*Raw records*
---------------
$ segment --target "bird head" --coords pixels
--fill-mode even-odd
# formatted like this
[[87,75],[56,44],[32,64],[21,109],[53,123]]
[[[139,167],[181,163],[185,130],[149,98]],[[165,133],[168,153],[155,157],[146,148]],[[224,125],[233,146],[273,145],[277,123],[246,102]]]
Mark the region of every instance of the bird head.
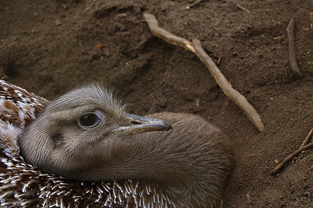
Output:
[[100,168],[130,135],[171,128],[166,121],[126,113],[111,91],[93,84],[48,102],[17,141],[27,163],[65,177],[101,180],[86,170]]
---------------
*Stated task*
Can you write out these rows again with "bird head" switched to "dog head" everywhere and everything else left as it is, leaving the picture out?

*Output for this exercise*
$ segment --target "dog head" --coords pixels
--fill-mode even-odd
# formatted like this
[[87,75],[56,44],[32,64],[21,109],[53,123]]
[[[139,167],[181,163],[185,130],[149,98]],[[165,133],[168,153],[155,157],[146,148]],[[224,125],[233,146],[273,145],[277,123],[246,102]]]
Mark the region of every instance of the dog head.
Output:
[[100,168],[130,135],[171,128],[166,121],[126,113],[111,91],[93,84],[48,102],[17,141],[27,163],[65,177],[101,180],[86,170]]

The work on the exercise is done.